Problem to work on = From the line that contains "detect every green" to the end of the records below, copy every line exactly. Both the first and last of these lines count.

[[ Exercise materials, beginning ]]

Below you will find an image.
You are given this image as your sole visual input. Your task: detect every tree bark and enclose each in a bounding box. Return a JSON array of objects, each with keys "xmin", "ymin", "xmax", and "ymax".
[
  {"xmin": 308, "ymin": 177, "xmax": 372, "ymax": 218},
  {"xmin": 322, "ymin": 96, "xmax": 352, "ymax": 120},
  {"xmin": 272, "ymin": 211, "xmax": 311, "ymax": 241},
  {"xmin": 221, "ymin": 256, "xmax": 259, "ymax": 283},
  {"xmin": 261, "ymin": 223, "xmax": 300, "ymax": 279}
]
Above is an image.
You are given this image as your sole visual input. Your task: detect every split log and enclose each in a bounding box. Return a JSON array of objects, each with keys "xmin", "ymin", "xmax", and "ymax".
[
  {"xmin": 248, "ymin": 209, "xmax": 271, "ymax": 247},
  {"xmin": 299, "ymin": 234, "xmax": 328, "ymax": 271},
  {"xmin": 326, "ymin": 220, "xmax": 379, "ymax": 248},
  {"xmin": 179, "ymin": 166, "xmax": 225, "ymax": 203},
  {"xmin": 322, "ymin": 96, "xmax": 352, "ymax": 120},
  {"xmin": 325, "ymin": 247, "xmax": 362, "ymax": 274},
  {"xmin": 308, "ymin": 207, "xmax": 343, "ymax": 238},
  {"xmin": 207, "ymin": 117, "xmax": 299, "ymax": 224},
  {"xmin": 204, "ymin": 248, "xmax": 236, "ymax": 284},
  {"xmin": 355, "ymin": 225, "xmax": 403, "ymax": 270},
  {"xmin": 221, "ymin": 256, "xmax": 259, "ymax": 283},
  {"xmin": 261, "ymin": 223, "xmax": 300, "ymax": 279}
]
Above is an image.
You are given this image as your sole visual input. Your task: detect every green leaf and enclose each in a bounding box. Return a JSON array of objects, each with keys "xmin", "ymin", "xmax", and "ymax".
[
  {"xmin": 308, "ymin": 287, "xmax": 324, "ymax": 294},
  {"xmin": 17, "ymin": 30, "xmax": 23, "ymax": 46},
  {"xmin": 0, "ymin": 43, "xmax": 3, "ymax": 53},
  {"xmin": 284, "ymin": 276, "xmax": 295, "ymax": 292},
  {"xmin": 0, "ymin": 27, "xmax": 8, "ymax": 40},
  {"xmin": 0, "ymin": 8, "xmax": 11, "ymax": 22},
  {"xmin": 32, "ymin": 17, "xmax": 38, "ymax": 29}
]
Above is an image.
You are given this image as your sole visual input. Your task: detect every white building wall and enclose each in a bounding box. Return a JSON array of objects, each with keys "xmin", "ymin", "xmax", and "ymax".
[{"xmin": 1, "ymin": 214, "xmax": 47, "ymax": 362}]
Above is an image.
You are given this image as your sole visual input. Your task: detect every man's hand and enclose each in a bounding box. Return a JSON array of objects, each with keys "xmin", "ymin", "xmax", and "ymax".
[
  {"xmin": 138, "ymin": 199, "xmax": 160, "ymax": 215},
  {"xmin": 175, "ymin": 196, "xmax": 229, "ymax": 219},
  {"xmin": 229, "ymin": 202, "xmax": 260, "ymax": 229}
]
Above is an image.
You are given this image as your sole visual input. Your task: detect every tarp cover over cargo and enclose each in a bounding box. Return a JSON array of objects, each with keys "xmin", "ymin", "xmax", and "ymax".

[[ Exercise materials, end ]]

Answer =
You are given this image as your sole visual input. Your task: detect every green leaf and enclose each in a bounding box. Return a JSON array of objects, each with keys "xmin", "ymin", "xmax", and "ymax".
[
  {"xmin": 308, "ymin": 287, "xmax": 324, "ymax": 294},
  {"xmin": 17, "ymin": 30, "xmax": 23, "ymax": 46},
  {"xmin": 0, "ymin": 43, "xmax": 3, "ymax": 53},
  {"xmin": 284, "ymin": 276, "xmax": 295, "ymax": 292},
  {"xmin": 0, "ymin": 27, "xmax": 8, "ymax": 40},
  {"xmin": 0, "ymin": 8, "xmax": 11, "ymax": 22},
  {"xmin": 32, "ymin": 17, "xmax": 38, "ymax": 29}
]
Above is an image.
You are given this image as your sole visual input. Your task: detect every white building wall and enclose each in a bounding box. Return a JSON array of objects, each with keys "xmin", "ymin", "xmax", and "ymax".
[{"xmin": 1, "ymin": 214, "xmax": 47, "ymax": 362}]
Above is an image.
You are given this image as your sole visual input. Your task: detect every man's hand and enclose each in a bounding box. Return a JSON array of objects, each with keys "xmin", "ymin", "xmax", and "ymax".
[
  {"xmin": 138, "ymin": 199, "xmax": 160, "ymax": 215},
  {"xmin": 175, "ymin": 196, "xmax": 229, "ymax": 219},
  {"xmin": 229, "ymin": 202, "xmax": 260, "ymax": 229}
]
Above is an image.
You are given this image as your sole visual input. Your task: detect every tarp cover over cargo and enclose each in a bounding box. Return a JSON array of objects, each with keys "xmin", "ymin", "xmax", and "ymax".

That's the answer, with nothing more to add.